[Task input Boundary: Start]
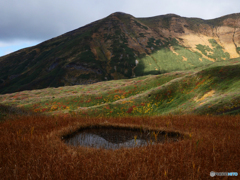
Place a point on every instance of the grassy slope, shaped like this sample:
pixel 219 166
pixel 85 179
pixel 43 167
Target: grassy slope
pixel 212 89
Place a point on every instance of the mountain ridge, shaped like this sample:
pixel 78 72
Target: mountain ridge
pixel 121 46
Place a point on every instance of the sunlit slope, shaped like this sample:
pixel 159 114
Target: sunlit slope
pixel 121 46
pixel 210 90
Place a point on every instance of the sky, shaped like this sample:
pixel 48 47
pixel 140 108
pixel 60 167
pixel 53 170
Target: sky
pixel 25 23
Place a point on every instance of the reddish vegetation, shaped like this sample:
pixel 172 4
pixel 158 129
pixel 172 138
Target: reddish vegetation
pixel 31 148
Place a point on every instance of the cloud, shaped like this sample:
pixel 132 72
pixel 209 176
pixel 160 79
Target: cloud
pixel 40 20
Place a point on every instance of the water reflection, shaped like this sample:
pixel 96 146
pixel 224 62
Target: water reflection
pixel 117 138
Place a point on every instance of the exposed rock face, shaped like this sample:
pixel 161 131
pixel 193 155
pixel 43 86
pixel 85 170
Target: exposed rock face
pixel 121 46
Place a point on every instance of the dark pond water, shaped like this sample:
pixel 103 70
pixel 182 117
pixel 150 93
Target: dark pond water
pixel 115 138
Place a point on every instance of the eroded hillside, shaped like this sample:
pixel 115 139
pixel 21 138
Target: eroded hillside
pixel 121 46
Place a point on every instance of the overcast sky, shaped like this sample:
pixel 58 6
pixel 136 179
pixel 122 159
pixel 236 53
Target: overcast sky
pixel 25 23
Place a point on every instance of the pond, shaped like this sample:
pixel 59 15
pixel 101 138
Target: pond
pixel 116 137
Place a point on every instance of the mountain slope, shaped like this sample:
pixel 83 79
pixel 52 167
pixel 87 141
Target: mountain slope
pixel 206 90
pixel 121 46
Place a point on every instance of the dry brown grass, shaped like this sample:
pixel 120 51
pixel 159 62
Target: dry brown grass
pixel 31 148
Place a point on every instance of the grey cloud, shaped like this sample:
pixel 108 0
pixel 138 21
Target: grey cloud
pixel 44 19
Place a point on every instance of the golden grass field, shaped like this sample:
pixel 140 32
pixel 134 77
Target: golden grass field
pixel 31 148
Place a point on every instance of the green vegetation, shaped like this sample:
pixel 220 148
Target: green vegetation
pixel 215 53
pixel 211 90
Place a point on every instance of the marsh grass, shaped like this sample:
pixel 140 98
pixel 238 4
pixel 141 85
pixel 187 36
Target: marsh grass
pixel 31 148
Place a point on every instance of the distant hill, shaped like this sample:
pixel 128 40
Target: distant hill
pixel 121 46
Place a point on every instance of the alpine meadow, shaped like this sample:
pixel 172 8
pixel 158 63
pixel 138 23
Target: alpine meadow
pixel 165 73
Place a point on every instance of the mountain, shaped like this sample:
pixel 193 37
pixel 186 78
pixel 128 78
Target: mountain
pixel 121 46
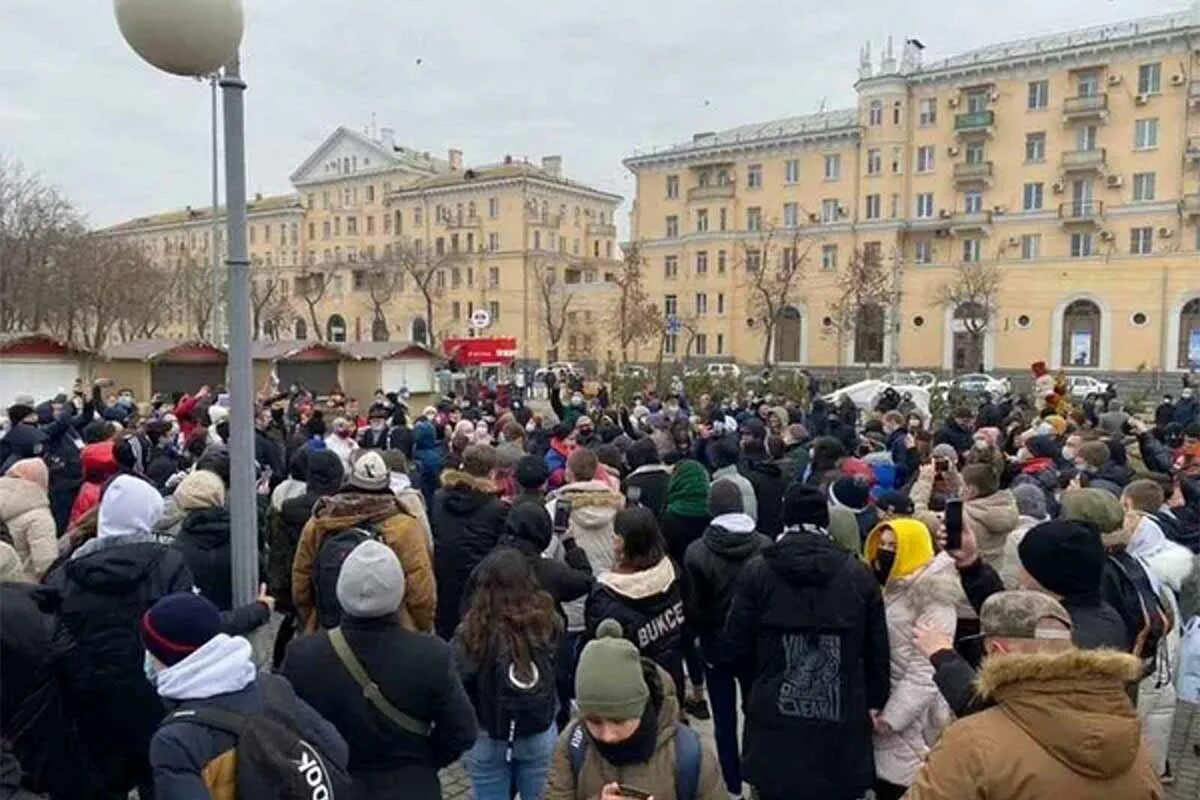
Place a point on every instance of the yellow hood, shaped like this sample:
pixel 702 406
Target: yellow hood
pixel 915 546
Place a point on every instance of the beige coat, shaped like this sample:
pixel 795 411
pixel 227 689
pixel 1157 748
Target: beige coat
pixel 25 511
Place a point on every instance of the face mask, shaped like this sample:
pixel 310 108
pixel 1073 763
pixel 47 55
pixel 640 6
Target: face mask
pixel 883 563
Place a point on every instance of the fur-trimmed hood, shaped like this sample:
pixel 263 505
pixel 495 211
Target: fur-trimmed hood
pixel 1072 703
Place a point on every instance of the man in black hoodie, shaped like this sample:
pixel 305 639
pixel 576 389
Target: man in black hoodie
pixel 808 621
pixel 712 565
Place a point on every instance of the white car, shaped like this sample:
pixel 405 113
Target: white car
pixel 1084 386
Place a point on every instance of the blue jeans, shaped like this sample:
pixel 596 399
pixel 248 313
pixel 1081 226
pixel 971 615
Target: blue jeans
pixel 493 777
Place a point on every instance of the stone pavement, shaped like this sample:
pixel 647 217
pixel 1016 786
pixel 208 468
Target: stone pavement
pixel 1185 759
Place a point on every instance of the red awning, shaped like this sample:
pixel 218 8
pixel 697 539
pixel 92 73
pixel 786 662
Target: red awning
pixel 481 352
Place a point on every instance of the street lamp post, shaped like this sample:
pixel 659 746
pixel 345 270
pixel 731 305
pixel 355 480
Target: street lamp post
pixel 195 38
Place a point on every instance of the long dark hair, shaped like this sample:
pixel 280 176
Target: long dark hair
pixel 508 607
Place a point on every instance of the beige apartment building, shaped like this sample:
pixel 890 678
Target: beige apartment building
pixel 375 227
pixel 1069 162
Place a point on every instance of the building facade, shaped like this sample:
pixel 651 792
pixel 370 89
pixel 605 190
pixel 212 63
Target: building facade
pixel 384 242
pixel 1067 166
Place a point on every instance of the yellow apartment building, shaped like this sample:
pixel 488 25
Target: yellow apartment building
pixel 1066 164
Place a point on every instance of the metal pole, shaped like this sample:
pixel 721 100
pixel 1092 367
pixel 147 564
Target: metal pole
pixel 219 332
pixel 241 389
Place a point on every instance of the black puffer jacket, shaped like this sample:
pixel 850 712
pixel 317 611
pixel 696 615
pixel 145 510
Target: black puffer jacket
pixel 712 566
pixel 808 621
pixel 467 521
pixel 649 607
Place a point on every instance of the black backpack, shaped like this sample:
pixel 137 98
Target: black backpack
pixel 333 553
pixel 273 761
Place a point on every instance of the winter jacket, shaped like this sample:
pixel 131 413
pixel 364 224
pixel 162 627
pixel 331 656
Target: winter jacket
pixel 394 527
pixel 921 589
pixel 649 607
pixel 993 518
pixel 808 623
pixel 468 519
pixel 712 565
pixel 647 486
pixel 657 775
pixel 25 511
pixel 1062 727
pixel 593 507
pixel 387 762
pixel 768 481
pixel 191 759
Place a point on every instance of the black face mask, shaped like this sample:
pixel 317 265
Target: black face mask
pixel 883 563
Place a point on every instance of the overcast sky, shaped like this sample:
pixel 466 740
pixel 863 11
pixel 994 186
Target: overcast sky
pixel 589 80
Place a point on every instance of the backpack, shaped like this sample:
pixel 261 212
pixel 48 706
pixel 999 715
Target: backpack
pixel 330 557
pixel 273 761
pixel 688 757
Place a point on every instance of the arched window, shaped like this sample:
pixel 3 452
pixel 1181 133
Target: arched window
pixel 420 332
pixel 869 335
pixel 787 336
pixel 1081 335
pixel 335 329
pixel 1189 336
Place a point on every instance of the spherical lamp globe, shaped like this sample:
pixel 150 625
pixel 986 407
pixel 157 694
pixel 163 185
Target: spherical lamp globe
pixel 185 37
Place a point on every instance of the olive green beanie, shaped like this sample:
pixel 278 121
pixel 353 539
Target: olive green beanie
pixel 609 681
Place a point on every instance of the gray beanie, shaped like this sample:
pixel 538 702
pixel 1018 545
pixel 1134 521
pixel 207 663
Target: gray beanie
pixel 371 582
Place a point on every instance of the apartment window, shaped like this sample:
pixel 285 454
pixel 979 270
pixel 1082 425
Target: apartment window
pixel 1031 246
pixel 1080 245
pixel 791 170
pixel 875 113
pixel 1145 133
pixel 1033 197
pixel 925 158
pixel 923 252
pixel 828 257
pixel 1150 78
pixel 1141 241
pixel 828 210
pixel 1143 187
pixel 833 167
pixel 971 250
pixel 1039 95
pixel 754 218
pixel 1035 148
pixel 874 162
pixel 754 176
pixel 927 112
pixel 925 205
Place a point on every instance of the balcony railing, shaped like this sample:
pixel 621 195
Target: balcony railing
[Task input Boundary: End]
■ Task details:
Where a line of the data includes the string "railing", list that line.

■ Response below:
Place a point on every instance of the balcony railing, shaped like this sample:
Target: balcony railing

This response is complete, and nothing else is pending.